GIVEN PROBLEM A:
In the records, start at the line that has "Where can the mountain" and continue through the last line of the records. Write those lines out again with "desert shrub" swapped for "scrub brush" and nothing else changed.

TEXT SHOWN:
══════
8.     Commitments and Contingencies



The Company and certain of its subsidiaries are involved in litigation and various forms of dispute resolution, and are contingently liable for commitments and performance guarantees arising in the ordinary course of business. In addition, other activities inherent to the Company’s business may result in litigation or dispute resolution proceedings when there is a disagreement regarding a change in the scope of work and/or the price associated with that change. In accordance with ASC 606, the Company makes assessments of these types of disputes on a routine basis and estimates and records recovery related to these disputes at the most likely amount it expects to receive, as discussed further in Note 1(d) and Note 4. These assessments require judgments concerning matters such as litigation developments and outcomes, the anticipated outcome of negotiations and the estimated cost of resolving such disputes. In addition, because most contingencies are resolved over long periods of time, assets and liabilities may change in the future due to various factors. Management believes that, based on current information and discussions with the Company’s legal counsel, the ultimate resolution of these matters is not expected to have a material adverse effect on the Company’s financial position, results of operations or cash flows.



Several matters are in the litigation and dispute resolution processes that include characteristics which management consider to be other than ordinary routine contract performance related issues. The following discussion provides a background and current status of such material matters.
══════
GIVEN PROBLEM B:
In the commitments and contingencies note, at what amount does the Company estimate and record recovery related to disputes?

TASK INPUT:
══════
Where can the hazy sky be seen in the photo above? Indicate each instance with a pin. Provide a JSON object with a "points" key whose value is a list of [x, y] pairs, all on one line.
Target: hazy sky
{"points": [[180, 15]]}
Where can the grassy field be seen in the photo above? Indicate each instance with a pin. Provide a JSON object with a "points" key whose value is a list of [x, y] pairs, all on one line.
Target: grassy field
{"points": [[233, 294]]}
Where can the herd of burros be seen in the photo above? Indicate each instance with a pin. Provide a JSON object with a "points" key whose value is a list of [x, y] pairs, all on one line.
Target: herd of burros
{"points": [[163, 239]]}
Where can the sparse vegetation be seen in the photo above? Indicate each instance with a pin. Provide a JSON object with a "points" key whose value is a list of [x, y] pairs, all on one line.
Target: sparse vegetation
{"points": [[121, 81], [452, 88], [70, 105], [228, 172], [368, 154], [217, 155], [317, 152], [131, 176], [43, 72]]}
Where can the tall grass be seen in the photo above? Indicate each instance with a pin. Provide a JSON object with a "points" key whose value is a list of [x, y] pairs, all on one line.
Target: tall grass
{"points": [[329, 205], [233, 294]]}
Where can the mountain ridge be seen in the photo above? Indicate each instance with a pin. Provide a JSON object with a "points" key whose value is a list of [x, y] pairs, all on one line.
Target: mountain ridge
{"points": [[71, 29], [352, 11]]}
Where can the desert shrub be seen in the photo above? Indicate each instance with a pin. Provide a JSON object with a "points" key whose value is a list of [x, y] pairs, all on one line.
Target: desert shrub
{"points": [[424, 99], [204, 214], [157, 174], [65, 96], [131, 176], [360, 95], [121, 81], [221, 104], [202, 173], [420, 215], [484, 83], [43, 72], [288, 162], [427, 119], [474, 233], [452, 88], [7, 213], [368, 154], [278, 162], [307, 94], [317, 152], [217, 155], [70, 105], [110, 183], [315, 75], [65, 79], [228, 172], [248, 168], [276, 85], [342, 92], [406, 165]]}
══════
EXERCISE RESULT A:
Where can the mountain ridge be seen in the photo above? Indicate each instance with a pin. Provide a JSON object with a "points" key whose value is a list of [x, y] pairs, all on one line.
Target: mountain ridge
{"points": [[71, 29], [352, 11]]}
Where can the scrub brush be seen in the photo above? Indicate each instance with a pin. Provide a JSON object with a "points" key whose value is a list of [x, y] pairs, all on one line.
Target: scrub brush
{"points": [[424, 99], [204, 214], [157, 174], [65, 96], [131, 176], [360, 95], [121, 81], [221, 104], [202, 173], [420, 215], [484, 83], [43, 72], [288, 162], [427, 119], [474, 233], [452, 88], [7, 213], [368, 154], [278, 162], [307, 94], [317, 152], [217, 155], [70, 105], [110, 183], [315, 75], [65, 79], [228, 172], [248, 168], [276, 85], [342, 92], [406, 165]]}

EXERCISE RESULT B:
At the most likely amount it expects to receive.